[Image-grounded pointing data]
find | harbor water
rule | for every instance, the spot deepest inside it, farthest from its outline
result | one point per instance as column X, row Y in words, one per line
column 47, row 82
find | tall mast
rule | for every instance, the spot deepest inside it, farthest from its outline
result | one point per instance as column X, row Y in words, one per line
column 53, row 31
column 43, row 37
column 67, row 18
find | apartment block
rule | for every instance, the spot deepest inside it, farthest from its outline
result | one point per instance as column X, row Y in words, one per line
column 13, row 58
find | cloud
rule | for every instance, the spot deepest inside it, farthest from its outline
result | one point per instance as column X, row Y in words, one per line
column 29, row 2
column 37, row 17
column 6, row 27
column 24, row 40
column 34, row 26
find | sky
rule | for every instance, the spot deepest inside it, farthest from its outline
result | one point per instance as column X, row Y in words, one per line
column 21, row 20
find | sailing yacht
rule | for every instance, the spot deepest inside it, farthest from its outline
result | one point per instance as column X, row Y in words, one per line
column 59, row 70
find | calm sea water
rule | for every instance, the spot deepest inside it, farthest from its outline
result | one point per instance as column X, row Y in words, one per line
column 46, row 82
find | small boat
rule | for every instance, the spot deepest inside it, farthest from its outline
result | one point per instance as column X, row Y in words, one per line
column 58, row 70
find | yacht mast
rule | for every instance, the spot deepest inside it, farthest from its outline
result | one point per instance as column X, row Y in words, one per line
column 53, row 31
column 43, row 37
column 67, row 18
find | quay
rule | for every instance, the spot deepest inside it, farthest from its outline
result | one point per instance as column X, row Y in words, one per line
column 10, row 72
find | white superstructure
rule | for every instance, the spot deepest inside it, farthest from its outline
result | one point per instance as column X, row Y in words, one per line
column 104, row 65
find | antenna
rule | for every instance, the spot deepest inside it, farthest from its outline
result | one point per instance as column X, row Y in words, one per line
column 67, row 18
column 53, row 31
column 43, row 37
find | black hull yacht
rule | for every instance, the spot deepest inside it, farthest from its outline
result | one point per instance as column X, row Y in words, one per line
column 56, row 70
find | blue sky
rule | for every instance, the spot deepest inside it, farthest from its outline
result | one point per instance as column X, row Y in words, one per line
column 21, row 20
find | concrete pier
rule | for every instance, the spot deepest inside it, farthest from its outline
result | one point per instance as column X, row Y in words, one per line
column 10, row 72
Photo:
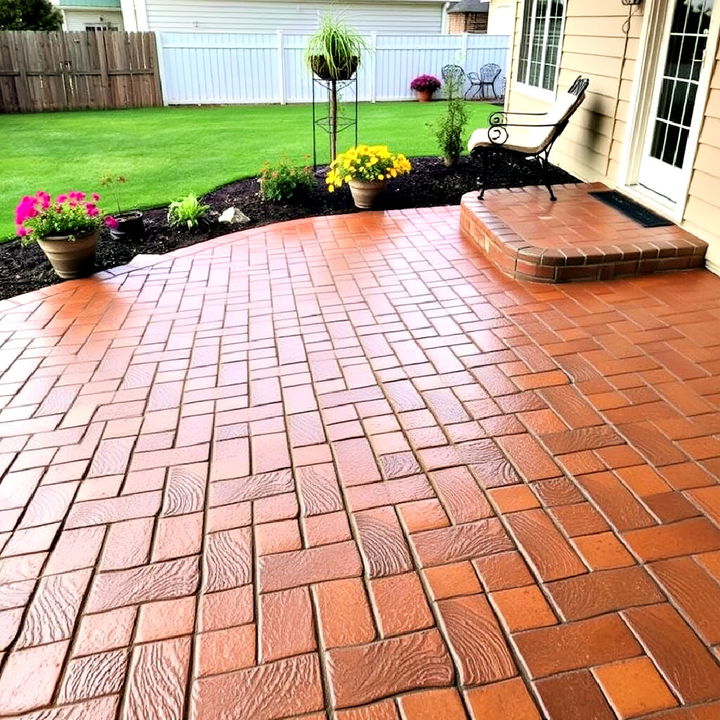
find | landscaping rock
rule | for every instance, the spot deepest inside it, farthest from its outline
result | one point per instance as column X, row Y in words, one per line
column 234, row 216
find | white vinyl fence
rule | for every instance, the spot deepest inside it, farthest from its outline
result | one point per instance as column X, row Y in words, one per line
column 218, row 68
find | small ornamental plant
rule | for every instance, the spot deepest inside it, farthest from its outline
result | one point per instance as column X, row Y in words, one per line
column 425, row 83
column 366, row 163
column 70, row 215
column 284, row 181
column 187, row 211
column 113, row 183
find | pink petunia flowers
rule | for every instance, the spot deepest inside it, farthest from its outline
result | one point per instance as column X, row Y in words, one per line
column 69, row 215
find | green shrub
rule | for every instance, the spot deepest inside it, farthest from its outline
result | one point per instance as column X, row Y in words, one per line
column 284, row 181
column 187, row 211
column 450, row 128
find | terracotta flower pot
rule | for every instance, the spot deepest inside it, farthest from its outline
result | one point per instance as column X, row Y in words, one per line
column 365, row 193
column 71, row 258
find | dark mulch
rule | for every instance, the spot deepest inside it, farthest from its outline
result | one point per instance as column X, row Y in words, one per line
column 23, row 269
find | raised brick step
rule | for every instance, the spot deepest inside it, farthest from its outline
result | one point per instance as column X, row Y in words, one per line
column 576, row 238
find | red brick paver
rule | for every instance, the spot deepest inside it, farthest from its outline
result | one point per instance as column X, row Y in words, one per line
column 345, row 469
column 529, row 237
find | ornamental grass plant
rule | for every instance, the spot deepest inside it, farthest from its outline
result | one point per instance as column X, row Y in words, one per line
column 366, row 163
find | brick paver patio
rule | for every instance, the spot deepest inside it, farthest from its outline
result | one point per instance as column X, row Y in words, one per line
column 346, row 469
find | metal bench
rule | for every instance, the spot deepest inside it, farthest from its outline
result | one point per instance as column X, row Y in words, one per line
column 529, row 138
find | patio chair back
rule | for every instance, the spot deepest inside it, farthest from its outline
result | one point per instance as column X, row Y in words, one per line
column 489, row 73
column 530, row 134
column 564, row 107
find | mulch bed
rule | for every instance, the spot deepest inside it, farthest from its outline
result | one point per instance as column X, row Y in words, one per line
column 25, row 268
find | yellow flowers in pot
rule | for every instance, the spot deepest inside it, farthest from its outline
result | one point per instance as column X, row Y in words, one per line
column 366, row 163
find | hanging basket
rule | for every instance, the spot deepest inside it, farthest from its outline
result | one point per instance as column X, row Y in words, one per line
column 319, row 66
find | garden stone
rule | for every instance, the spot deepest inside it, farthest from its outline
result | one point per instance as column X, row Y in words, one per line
column 233, row 216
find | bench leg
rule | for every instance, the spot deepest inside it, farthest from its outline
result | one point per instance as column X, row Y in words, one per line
column 485, row 173
column 544, row 161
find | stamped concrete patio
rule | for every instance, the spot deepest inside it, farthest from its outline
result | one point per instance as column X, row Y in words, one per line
column 344, row 468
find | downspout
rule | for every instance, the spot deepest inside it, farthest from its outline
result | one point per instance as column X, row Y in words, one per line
column 627, row 26
column 445, row 21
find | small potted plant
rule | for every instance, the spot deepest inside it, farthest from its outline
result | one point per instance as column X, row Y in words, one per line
column 424, row 87
column 67, row 229
column 333, row 52
column 130, row 224
column 366, row 169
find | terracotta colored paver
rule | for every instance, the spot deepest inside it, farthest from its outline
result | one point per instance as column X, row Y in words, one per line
column 345, row 469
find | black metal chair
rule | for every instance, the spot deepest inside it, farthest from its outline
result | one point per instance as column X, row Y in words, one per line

*INSTRUCTIONS FOR THE TASK:*
Filter the data for the string "white" and copy every line that has it.

*ANSWER FOR THE TASK:*
find | white superstructure
find | white vinyl fence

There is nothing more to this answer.